### REQUEST
Every line of the material is to be quoted verbatim, minus the pictures.

--- Start RECORD EXTRACTS ---

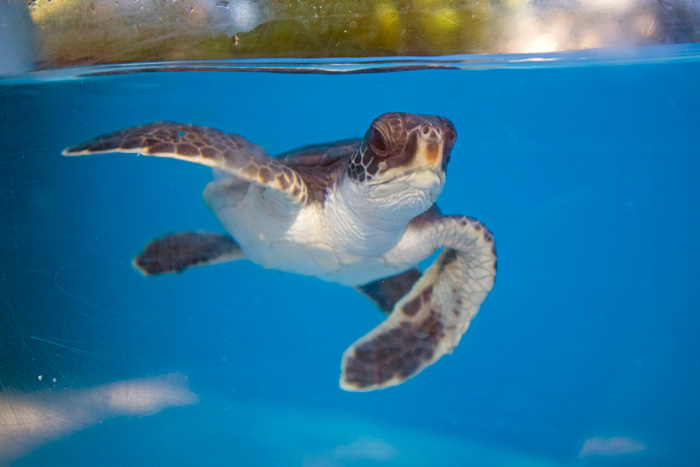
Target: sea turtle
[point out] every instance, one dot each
(358, 212)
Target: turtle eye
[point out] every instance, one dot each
(376, 141)
(450, 136)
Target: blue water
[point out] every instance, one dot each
(587, 175)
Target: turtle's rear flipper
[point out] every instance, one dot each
(386, 292)
(182, 250)
(431, 318)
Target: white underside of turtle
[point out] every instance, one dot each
(358, 212)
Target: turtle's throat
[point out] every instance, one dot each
(361, 224)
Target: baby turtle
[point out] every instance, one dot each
(357, 212)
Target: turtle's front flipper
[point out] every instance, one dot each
(182, 250)
(202, 145)
(428, 321)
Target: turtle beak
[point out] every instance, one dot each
(429, 154)
(430, 147)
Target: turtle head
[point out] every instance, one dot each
(399, 167)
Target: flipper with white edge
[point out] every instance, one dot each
(431, 318)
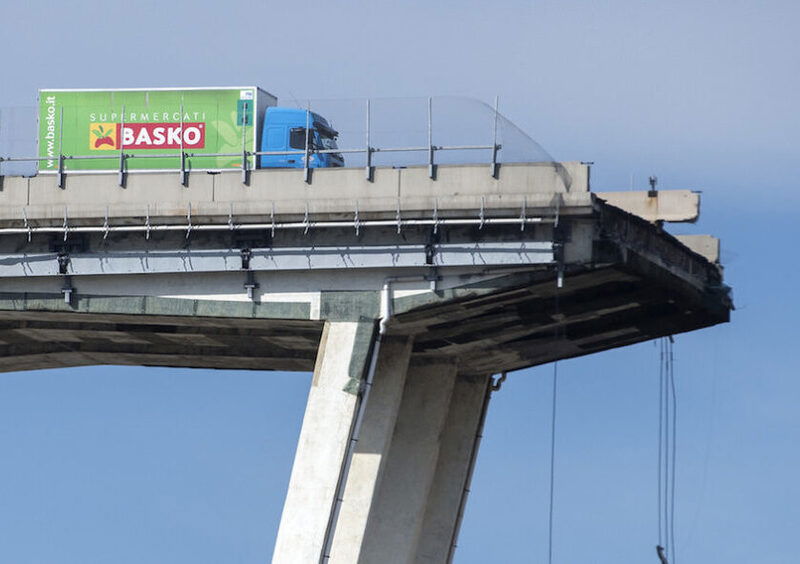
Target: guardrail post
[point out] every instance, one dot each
(494, 169)
(121, 176)
(306, 175)
(368, 168)
(431, 148)
(244, 143)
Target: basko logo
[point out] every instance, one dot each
(106, 136)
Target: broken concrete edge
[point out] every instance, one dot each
(673, 206)
(707, 246)
(629, 232)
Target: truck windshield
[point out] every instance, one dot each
(327, 141)
(316, 140)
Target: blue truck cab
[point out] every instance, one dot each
(285, 130)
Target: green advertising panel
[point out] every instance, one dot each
(157, 124)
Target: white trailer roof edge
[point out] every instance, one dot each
(163, 88)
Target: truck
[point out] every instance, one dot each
(157, 129)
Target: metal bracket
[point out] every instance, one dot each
(189, 219)
(65, 226)
(398, 217)
(63, 262)
(272, 220)
(246, 255)
(26, 224)
(67, 289)
(497, 383)
(147, 224)
(105, 226)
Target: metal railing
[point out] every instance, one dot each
(307, 152)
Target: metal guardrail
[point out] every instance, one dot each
(307, 224)
(368, 150)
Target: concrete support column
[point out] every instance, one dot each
(323, 441)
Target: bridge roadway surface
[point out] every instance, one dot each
(404, 294)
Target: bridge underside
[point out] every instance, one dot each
(511, 273)
(520, 320)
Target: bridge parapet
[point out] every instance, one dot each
(332, 194)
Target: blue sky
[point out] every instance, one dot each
(154, 465)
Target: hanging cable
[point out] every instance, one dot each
(558, 333)
(667, 450)
(660, 438)
(671, 358)
(552, 465)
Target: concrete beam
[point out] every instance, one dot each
(663, 205)
(370, 456)
(396, 520)
(704, 245)
(439, 529)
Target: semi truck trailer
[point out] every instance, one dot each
(156, 129)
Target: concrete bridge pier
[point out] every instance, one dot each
(398, 496)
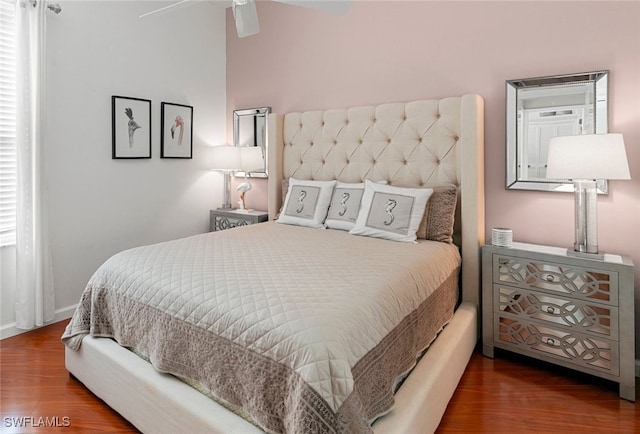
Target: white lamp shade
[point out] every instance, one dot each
(587, 156)
(251, 159)
(226, 158)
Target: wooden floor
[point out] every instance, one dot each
(508, 394)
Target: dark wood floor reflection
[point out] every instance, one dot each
(509, 394)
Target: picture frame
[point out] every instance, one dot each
(130, 127)
(176, 131)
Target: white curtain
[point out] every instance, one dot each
(34, 286)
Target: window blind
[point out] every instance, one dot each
(8, 169)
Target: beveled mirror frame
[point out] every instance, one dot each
(250, 129)
(551, 96)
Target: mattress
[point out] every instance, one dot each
(301, 329)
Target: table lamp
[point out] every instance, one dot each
(228, 159)
(583, 159)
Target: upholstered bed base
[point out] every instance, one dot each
(160, 403)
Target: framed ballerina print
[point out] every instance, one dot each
(130, 127)
(176, 131)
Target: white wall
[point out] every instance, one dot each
(99, 206)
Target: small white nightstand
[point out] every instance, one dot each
(574, 312)
(221, 219)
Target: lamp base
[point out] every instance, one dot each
(584, 255)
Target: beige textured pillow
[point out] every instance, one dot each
(437, 223)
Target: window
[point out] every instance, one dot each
(8, 169)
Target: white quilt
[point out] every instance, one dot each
(300, 313)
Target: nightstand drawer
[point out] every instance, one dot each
(539, 340)
(579, 316)
(589, 284)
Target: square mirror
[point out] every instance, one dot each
(540, 108)
(250, 129)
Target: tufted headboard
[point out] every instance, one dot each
(416, 144)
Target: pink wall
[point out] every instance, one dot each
(386, 51)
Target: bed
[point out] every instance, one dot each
(317, 355)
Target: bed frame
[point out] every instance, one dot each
(454, 128)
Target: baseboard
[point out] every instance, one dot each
(8, 330)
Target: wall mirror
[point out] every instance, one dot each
(544, 107)
(250, 129)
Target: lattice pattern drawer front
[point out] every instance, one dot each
(580, 316)
(574, 348)
(568, 280)
(223, 223)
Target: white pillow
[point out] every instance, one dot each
(345, 204)
(392, 213)
(307, 203)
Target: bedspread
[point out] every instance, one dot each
(304, 329)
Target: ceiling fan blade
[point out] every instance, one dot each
(170, 8)
(246, 17)
(332, 6)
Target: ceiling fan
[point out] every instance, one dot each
(245, 14)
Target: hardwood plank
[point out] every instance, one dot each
(508, 394)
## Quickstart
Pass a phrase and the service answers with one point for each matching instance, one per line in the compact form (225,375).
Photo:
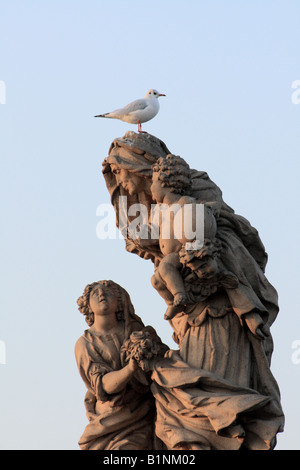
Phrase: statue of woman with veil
(217,391)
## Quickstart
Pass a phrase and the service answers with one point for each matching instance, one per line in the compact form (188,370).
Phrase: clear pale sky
(227,68)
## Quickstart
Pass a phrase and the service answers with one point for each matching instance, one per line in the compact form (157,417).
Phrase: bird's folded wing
(137,105)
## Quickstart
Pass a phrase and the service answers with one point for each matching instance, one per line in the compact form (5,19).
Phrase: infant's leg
(169,271)
(158,284)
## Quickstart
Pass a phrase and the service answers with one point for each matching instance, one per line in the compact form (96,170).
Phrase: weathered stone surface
(217,390)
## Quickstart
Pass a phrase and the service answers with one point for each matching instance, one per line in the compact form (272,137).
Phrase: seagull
(138,111)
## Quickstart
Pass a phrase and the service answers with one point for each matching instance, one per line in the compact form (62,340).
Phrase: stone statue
(114,357)
(217,391)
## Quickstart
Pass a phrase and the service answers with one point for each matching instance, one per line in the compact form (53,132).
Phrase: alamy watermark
(296,94)
(2,92)
(160,221)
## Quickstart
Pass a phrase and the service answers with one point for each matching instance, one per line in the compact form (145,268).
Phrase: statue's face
(103,301)
(128,180)
(206,268)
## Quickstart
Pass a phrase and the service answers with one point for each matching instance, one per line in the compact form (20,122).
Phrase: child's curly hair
(84,300)
(174,173)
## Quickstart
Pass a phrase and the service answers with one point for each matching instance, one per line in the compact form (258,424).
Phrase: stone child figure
(170,183)
(118,402)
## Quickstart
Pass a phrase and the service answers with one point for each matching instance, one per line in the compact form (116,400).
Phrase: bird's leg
(140,128)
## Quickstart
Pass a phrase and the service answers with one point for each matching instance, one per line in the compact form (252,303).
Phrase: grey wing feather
(136,105)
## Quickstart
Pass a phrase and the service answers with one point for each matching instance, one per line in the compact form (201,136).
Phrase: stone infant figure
(177,214)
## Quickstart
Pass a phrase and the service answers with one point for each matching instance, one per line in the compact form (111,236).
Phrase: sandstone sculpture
(119,404)
(217,390)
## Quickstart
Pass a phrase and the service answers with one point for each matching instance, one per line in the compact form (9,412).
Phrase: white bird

--- End RECORD EXTRACTS ---

### FULL SOLUTION
Target: sea turtle
[point out] every instance, one dot each
(358, 212)
Target: turtle eye
[point out] every instance, one dot each
(376, 141)
(450, 136)
Target: blue water
[point out] every instance, one dot each
(587, 175)
Target: turtle's rear flipper
[point out] every instance, one dot each
(386, 292)
(182, 250)
(431, 318)
Target: white underside of turtle
[point out] every instance, one dot each
(358, 212)
Target: turtle's throat
[point out] every instance, one dot each
(361, 224)
Target: baby turtle
[point out] every instance, one dot each
(357, 212)
Target: turtle's front flipper
[point out] every instance, one dot each
(182, 250)
(202, 145)
(428, 321)
Target: turtle beak
[point out] every instance, one dot each
(429, 154)
(430, 147)
Target: turtle head
[point out] every instance, one dot each
(399, 167)
Target: flipper with white edge
[point out] every instance, one dot each
(431, 318)
Target: guardrail post
[point out] every instance, one dot each
(494, 169)
(121, 176)
(306, 175)
(368, 168)
(431, 148)
(244, 143)
Target: basko logo
[point out] every instance, one dot each
(106, 136)
Target: broken concrete edge
[point out] every instance, one dot each
(673, 206)
(707, 246)
(629, 232)
Target: truck windshield
[point out] every instance, one dot each
(327, 141)
(316, 140)
Target: blue truck cab
[point out] every instance, one dot each
(285, 130)
Target: green advertising panel
[point out] every instance, one dot each
(157, 124)
Target: white trailer roof edge
[point out] every instance, one dot each
(163, 88)
Target: truck
[point out] every instance, one dot each
(157, 129)
Target: metal bracket
[point out] every instance, one dot each
(189, 219)
(65, 226)
(398, 217)
(63, 262)
(272, 220)
(246, 255)
(26, 224)
(67, 289)
(497, 383)
(147, 224)
(105, 226)
Target: metal railing
[point out] every instance, one dot each
(307, 152)
Target: metal guardrail
[point out] every instance, one dot each
(307, 224)
(368, 150)
Target: concrete support column
[point out] every instance, one dot each
(323, 441)
Target: bridge roadway surface
[point out] every instance, one dot each
(404, 294)
Target: bridge underside
[point out] every instance, one dot each
(511, 273)
(520, 320)
Target: bridge parapet
[point out] every instance, one dot each
(332, 194)
Target: blue sky
[point out] every instance, one dot each
(154, 465)
Target: hanging cable
[point out] every instance, one dot each
(558, 333)
(667, 450)
(660, 438)
(671, 358)
(552, 465)
Target: concrete beam
[point out] every instance, one dot each
(663, 205)
(370, 456)
(396, 520)
(704, 245)
(439, 529)
Target: semi truck trailer
[point out] every instance, one dot each
(156, 129)
Target: concrete bridge pier
[point out] every instance, one dot each
(398, 496)
Target: white lamp shade
[point out] every instance, one dot each
(587, 156)
(251, 159)
(226, 158)
Target: wooden floor
[point out] every instance, one dot each
(508, 394)
Target: dark wood floor reflection
[point out] every instance, one dot each
(509, 394)
Target: picture frame
[point out] every instance, one dot each
(130, 127)
(176, 131)
Target: white curtain
[point out] every instance, one dot each
(34, 286)
Target: window blind
[point out] every instance, one dot each
(8, 169)
Target: beveled mirror frame
[point out] every instance, one dot each
(250, 129)
(551, 96)
Target: mattress
[point out] every instance, one dot each
(301, 329)
Target: table lamp
[point out] every instance, one dot each
(228, 159)
(583, 159)
Target: upholstered bed base
[point out] every instance, one dot each
(160, 403)
Target: framed ballerina print
[point out] every instance, one dot each
(130, 127)
(176, 131)
Target: white wall
[point out] every instance, one dot each
(99, 206)
Target: small white nightstand
[point out] every instance, one dot each
(574, 312)
(221, 219)
Target: lamp base
[point out] every instance, one dot each
(584, 255)
Target: beige textured pillow
[point out] every instance, one dot each
(437, 223)
Target: window
[point out] every instance, one dot each
(8, 169)
Target: white quilt
[point out] every instance, one dot each
(300, 313)
Target: nightstand drawer
[point out] every instance, one dot each
(539, 340)
(579, 316)
(589, 284)
Target: square mirror
[point out] every instance, one dot each
(540, 108)
(250, 129)
Target: tufted headboard
[point out] every instance, one dot each
(416, 144)
Target: pink wall
[point out] every instance, one dot each
(386, 51)
Target: bed
[point out] every instance, one dot each
(317, 355)
Target: bed frame
[point out] every instance, one dot each
(454, 128)
Target: baseboard
[point out] every instance, one dot each
(8, 330)
Target: wall mirror
[point out] every instance, one dot each
(544, 107)
(250, 129)
Target: lattice pattern drawer front
[point out] every instance, one dot each
(580, 316)
(574, 348)
(568, 280)
(223, 223)
Target: white pillow
[point out] every instance, one dot each
(345, 204)
(392, 213)
(307, 203)
Target: bedspread
[point out] every instance, one dot each
(304, 329)
Target: ceiling fan blade
[point out] every instance, one dot each
(170, 8)
(246, 17)
(332, 6)
Target: ceiling fan
[point out] every instance, one dot each
(245, 14)
Target: hardwood plank
[point out] every instance, one dot each
(508, 394)
## Quickstart
Pass a phrase and the service answers with one point for each matching instance, one per line in the compact form (225,375).
Photo:
Phrase: statue of woman with veil
(217,391)
## Quickstart
Pass a phrase and the service answers with one point for each matching instance, one per line in the compact form (188,370).
Phrase: clear pale sky
(227,68)
## Quickstart
Pass a phrase and the service answers with one point for each matching instance, one per line in the compact form (157,417).
Phrase: bird's folded wing
(137,105)
## Quickstart
Pass a phrase and the service answers with one point for each matching instance, one per line in the compact form (5,19).
Phrase: infant's leg
(169,271)
(158,284)
## Quickstart
Pass a phrase and the service answers with one point for each matching instance, one per line in the compact form (96,170).
Phrase: weathered stone surface
(217,390)
## Quickstart
Pass a phrase and the service answers with one point for each matching instance, one per line in the compact form (272,137).
Phrase: seagull
(138,111)
## Quickstart
Pass a phrase and the service answers with one point for each matching instance, one per line in the compact form (62,340).
Phrase: stone statue
(114,357)
(217,391)
## Quickstart
Pass a phrase and the service answers with one point for each matching instance, one per line in the compact form (53,132).
Phrase: alamy watermark
(296,94)
(2,92)
(160,221)
## Quickstart
Pass a phrase and the service answers with one point for each matching instance, one per line in the compact form (145,268).
Phrase: statue's face
(103,301)
(128,180)
(206,268)
## Quickstart
Pass a phrase and the service answers with one point for each matching instance, one per line in the compact form (20,122).
Phrase: child's curly hair
(84,300)
(174,173)
## Quickstart
Pass a phrase and the service answers with one point for each matching instance, one per line in the compact form (258,424).
Phrase: stone child figure
(170,183)
(118,402)
## Quickstart
Pass a phrase and the service answers with one point for each matching instance, one per line in the compact form (116,400).
Phrase: bird's leg
(140,128)
## Quickstart
Pass a phrase and the service answers with one point for each matching instance, one per line in the compact form (252,303).
Phrase: grey wing feather
(136,105)
## Quickstart
Pass a phrase and the service answers with one point for each matching instance, one per line in the compact form (201,136).
Phrase: stone infant figure
(177,214)
## Quickstart
Pass a phrase and the service answers with one point for each matching instance, one per line in the compact form (111,236).
Phrase: sandstone sculpture
(119,404)
(217,390)
## Quickstart
Pass a phrase and the service answers with one point for each matching instance, one per line in the compact form (9,412).
Phrase: white bird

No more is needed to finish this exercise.